Other brain malformations, such as cerebellar malformation, polymicrogyria, and hydrocephalus, have also been reported in 6q27 deletion cases with variable penetrance and expression. Cerebellar malformations were reported in 10.8% and polymicrogyria in 6.7% of individuals. Interestingly, neither of these conditions were present in the patient characterized in this study, although colpocephaly, asymmetric lateral ventricles, and choroid fissure cysts on the left were present. These results may suggest that the same genes cause various different brain malformations through the same pathway. It is also possible that low resolution MRI may have missed subtle brain malformations.

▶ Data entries

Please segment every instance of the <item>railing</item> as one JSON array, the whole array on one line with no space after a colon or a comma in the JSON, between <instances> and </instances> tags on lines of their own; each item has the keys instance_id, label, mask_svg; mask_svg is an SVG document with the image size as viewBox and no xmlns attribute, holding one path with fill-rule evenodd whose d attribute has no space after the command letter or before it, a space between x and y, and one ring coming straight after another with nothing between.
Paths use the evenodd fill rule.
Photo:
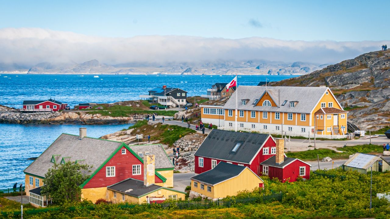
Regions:
<instances>
[{"instance_id":1,"label":"railing","mask_svg":"<svg viewBox=\"0 0 390 219\"><path fill-rule=\"evenodd\" d=\"M126 203L125 204L118 205L117 207L120 208L133 208L136 206L147 206L150 207L151 205L153 205L158 207L159 205L162 209L169 208L173 207L176 206L181 209L205 209L213 207L230 207L232 205L234 206L237 204L249 204L251 203L266 203L271 201L281 201L283 198L283 194L282 192L279 193L271 194L269 195L263 195L257 197L250 197L240 198L240 199L224 199L222 200L217 200L214 201L211 200L206 200L201 201L171 201L166 203L162 203L160 204L148 204L144 203L142 204L129 204ZM87 205L86 206L80 206L76 207L72 206L69 207L69 210L70 211L74 211L77 209L86 208L89 210L94 210L96 207L96 205ZM32 209L25 210L23 211L23 215L35 215L41 213L44 213L48 212L58 211L60 209L63 209L60 207L51 207L49 208L42 208L37 209ZM0 215L2 215L3 217L6 218L12 218L18 217L21 214L20 211L15 211L14 212L1 212Z\"/></svg>"},{"instance_id":2,"label":"railing","mask_svg":"<svg viewBox=\"0 0 390 219\"><path fill-rule=\"evenodd\" d=\"M22 186L22 191L25 191L25 187ZM1 193L20 193L20 187L17 186L16 188L9 188L8 189L0 189L0 194Z\"/></svg>"},{"instance_id":3,"label":"railing","mask_svg":"<svg viewBox=\"0 0 390 219\"><path fill-rule=\"evenodd\" d=\"M19 111L24 112L50 112L53 111L53 109L19 109Z\"/></svg>"}]
</instances>

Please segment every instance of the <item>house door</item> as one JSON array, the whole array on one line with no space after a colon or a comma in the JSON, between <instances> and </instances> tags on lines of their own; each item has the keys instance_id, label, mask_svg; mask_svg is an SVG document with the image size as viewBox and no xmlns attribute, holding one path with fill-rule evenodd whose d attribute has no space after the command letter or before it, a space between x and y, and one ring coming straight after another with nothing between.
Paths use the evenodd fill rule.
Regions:
<instances>
[{"instance_id":1,"label":"house door","mask_svg":"<svg viewBox=\"0 0 390 219\"><path fill-rule=\"evenodd\" d=\"M333 114L333 125L339 125L339 114Z\"/></svg>"}]
</instances>

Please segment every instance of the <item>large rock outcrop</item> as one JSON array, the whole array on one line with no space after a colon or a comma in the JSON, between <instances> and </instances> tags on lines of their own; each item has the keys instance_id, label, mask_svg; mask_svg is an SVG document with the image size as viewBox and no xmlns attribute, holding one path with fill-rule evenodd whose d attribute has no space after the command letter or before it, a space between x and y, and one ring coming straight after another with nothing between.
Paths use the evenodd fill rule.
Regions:
<instances>
[{"instance_id":1,"label":"large rock outcrop","mask_svg":"<svg viewBox=\"0 0 390 219\"><path fill-rule=\"evenodd\" d=\"M350 122L361 129L376 130L390 125L389 77L390 51L376 51L269 84L327 86L349 111Z\"/></svg>"}]
</instances>

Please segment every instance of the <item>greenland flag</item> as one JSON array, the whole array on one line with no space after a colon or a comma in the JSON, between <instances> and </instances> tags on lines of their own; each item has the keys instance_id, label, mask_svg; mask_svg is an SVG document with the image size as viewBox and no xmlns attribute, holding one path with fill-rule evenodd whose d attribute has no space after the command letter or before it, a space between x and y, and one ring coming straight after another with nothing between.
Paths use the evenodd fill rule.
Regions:
<instances>
[{"instance_id":1,"label":"greenland flag","mask_svg":"<svg viewBox=\"0 0 390 219\"><path fill-rule=\"evenodd\" d=\"M227 84L226 85L226 92L229 91L229 89L231 87L236 87L237 84L237 76L236 75L236 77L232 80L232 81L230 82L230 83Z\"/></svg>"}]
</instances>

▶ TASK REQUIREMENTS
**a)** Answer these questions about the 6q27 deletion passage:
(i) In what percentage of individuals were cerebellar malformations reported?
(ii) Which three findings were present in the patient characterized in this study?
(iii) What does the passage say low resolution MRI may have done?
**b)** Print the portion of the 6q27 deletion passage from "Other brain malformations, such" up to and including "subtle brain malformations.".
**c)** Proceed with the 6q27 deletion passage, carrying it on from its last sentence.
None of the rows is required for the work here.

▶ OUTPUTS IN ORDER
**a)**
(i) 10.8%
(ii) Colpocephaly, asymmetric lateral ventricles, and choroid fissure cysts on the left
(iii) It may have missed subtle brain malformations.

**b)**
Other brain malformations, such as cerebellar malformation, polymicrogyria, and hydrocephalus, have also been reported in 6q27 deletion cases with variable penetrance and expression. Cerebellar malformations were reported in 10.8% and polymicrogyria in 6.7% of individuals. Interestingly, neither of these conditions were present in the patient characterized in this study, although colpocephaly, asymmetric lateral ventricles, and choroid fissure cysts on the left were present. These results may suggest that the same genes cause various different brain malformations through the same pathway. It is also possible that low resolution MRI may have missed subtle brain malformations.

**c)**
Mental retardation and seizures are associated with brain malformation in 6q27 deletion patients. The TATA-binding protein (TBP) gene in 6q27 seemed the most likely causal mutation [3]. TATA-binding protein, a general transcription factor associates with aggregates in several polyglutamine disorders [9]. Although trisomy18p alone is tolerated in humans and presents as very mild mental retardation [6-7], it is reasonable to speculate that severe MR (IQ = 46) in the subject may result from the combination of TBP deletion and trisomy18p.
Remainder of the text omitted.